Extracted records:
+++++

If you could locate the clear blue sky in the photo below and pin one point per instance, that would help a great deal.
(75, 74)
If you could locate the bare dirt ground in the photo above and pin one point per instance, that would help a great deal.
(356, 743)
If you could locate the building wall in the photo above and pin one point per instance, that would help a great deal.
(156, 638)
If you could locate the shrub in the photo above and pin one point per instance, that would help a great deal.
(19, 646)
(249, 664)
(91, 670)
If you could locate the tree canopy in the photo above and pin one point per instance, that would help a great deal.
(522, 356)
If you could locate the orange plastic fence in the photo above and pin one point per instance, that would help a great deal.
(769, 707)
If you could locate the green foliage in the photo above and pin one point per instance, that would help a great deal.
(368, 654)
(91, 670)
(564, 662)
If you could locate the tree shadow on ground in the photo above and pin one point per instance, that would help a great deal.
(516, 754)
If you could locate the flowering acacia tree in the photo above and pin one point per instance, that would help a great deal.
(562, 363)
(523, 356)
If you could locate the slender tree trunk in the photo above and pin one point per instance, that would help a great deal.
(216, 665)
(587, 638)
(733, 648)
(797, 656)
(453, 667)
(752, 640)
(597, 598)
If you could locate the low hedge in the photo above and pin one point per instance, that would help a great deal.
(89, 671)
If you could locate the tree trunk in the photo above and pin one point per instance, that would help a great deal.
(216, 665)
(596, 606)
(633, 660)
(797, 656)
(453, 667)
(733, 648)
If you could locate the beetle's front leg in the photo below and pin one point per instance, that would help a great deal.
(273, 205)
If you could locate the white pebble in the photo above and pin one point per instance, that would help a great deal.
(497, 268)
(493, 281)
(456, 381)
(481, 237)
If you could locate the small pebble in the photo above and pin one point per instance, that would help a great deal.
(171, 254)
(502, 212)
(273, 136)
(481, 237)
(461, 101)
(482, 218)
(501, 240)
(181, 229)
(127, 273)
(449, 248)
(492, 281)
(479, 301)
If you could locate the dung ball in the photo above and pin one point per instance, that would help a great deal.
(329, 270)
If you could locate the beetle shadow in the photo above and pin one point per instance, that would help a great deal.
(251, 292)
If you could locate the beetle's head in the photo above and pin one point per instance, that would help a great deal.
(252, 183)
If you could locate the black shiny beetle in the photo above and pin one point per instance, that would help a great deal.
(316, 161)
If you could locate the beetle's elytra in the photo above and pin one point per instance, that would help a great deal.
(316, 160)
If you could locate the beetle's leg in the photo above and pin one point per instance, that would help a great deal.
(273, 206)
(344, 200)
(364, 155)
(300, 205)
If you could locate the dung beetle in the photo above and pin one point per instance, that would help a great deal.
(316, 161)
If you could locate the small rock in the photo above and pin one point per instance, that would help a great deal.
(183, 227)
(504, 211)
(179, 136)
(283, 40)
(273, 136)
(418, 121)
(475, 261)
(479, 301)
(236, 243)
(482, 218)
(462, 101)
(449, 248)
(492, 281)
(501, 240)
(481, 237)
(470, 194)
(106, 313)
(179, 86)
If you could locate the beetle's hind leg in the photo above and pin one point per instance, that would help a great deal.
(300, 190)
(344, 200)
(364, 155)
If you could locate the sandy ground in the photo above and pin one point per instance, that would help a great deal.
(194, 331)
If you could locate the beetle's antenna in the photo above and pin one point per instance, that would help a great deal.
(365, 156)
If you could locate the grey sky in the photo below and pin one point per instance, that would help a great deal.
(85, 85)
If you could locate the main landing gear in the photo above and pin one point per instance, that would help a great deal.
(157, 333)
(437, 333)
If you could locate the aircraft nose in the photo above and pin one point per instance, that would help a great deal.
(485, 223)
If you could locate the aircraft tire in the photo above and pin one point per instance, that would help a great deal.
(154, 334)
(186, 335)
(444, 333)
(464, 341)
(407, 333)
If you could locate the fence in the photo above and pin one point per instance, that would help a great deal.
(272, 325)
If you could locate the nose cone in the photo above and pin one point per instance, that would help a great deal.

+++++

# TASK DETAILS:
I need all of the records above retyped exactly, please.

# EXERCISE SOLUTION:
If you could locate the clear blue sky in the photo below and pin one point per instance, that would help a great deal.
(75, 74)
If you could locate the bare dirt ground in the photo above and pin one point per instance, that would help a great deal.
(356, 743)
If you could locate the building wall in the photo above and pin one point per instance, that would help a great deal.
(156, 638)
If you could locate the shrub in the photo above and pin one point per instance, that would help a great deal.
(19, 646)
(249, 664)
(91, 670)
If you could locate the tree canopy in the photo above and pin one point per instance, that would help a great deal.
(522, 356)
If you could locate the orange plastic fence in the photo above and pin one point per instance, that would help a great deal.
(769, 707)
If you could locate the green foliage in the photo above and pin one point per instance, that would help a great deal.
(368, 654)
(91, 670)
(564, 662)
If you could locate the tree shadow on ground in the photo above and pin one point per instance, that would help a great deal.
(516, 754)
If you could locate the flowering acacia tree in the photo above and pin one point per instance, that would help a great deal.
(562, 363)
(523, 356)
If you could locate the slender tree trunk in the photo above and pin one point per instance, that would help a great deal.
(216, 665)
(587, 638)
(733, 648)
(797, 656)
(453, 667)
(752, 640)
(597, 598)
If you could locate the low hedge in the photo above and pin one point per instance, that would help a great deal.
(89, 671)
If you could locate the tree trunk in the photo above and pin one point per instance, that would help a great deal.
(216, 665)
(596, 606)
(633, 660)
(797, 656)
(453, 667)
(733, 648)
If you could locate the beetle's front leg in the photo below and pin one point per instance, that would help a great deal.
(273, 205)
If you could locate the white pebble in the photo above and pin one point per instance, that would help a great deal.
(497, 268)
(493, 281)
(456, 381)
(481, 237)
If you could locate the small pebble in the photo above and pin one point per instance, that would help a great deal.
(171, 254)
(502, 212)
(273, 136)
(481, 237)
(461, 101)
(482, 218)
(501, 240)
(181, 229)
(127, 273)
(449, 248)
(492, 281)
(479, 301)
If you could locate the dung ball in the photo above and pin one point per instance, that would help a great deal.
(329, 270)
If you could locate the beetle shadow in the photo above and pin one point per instance, that would help a great deal.
(251, 292)
If you could locate the beetle's head in the photo above and pin one point per instance, that would help a great deal.
(252, 183)
If you could locate the black shiny beetle in the photo above and pin one point per instance, that would help a great deal.
(316, 161)
If you could locate the beetle's elytra in the photo above and pin one point per instance, that would help a great deal.
(316, 160)
If you could locate the beetle's leg in the photo above and pin one point per instance, that would help a great deal.
(273, 206)
(344, 200)
(364, 155)
(300, 205)
If you could locate the dung beetle in the photo above and pin one point per instance, that would help a great deal.
(316, 161)
If you could locate the small rock in the photo above and pin one point per instance, that would help a great deal.
(183, 227)
(504, 211)
(179, 136)
(283, 40)
(273, 136)
(418, 121)
(475, 261)
(479, 301)
(236, 243)
(482, 218)
(462, 101)
(449, 248)
(492, 281)
(501, 240)
(481, 237)
(470, 194)
(106, 313)
(179, 86)
If you could locate the beetle's hind leg in the photo above and pin one point per instance, that would help a great deal.
(300, 190)
(344, 200)
(364, 155)
If you could locate the sandy ground in the photo above and pin one point per instance, that would help a great deal.
(194, 331)
If you could locate the beetle's antenna in the photo above and pin one point per instance, that would help a great deal.
(365, 156)
If you could locate the grey sky in the photo below and pin one point per instance, that would help a great deal.
(85, 85)
If you could locate the main landing gear in the photo above and pin one point per instance, that would help a great deal.
(157, 333)
(437, 333)
If you could locate the aircraft nose in the photo above and pin one point per instance, that would help a great deal.
(485, 223)
If you could locate the aircraft tire in the photo above and pin one point per instance, that would help a great deal.
(154, 334)
(186, 335)
(444, 333)
(464, 341)
(407, 333)
If you could locate the fence in the photo above and pin one point per instance, that would help a great deal.
(272, 325)
If you could locate the nose cone in the photo above and pin one point per instance, that would help a great deal.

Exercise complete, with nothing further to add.